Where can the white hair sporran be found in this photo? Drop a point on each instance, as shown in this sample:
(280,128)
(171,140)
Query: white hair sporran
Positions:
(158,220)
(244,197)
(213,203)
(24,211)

Task requirements: Find and copy each line above holding "sporran".

Response box:
Where can the white hair sporran be found in this photo? Drop a point on each instance, as shown in this sample:
Query: white hair sporran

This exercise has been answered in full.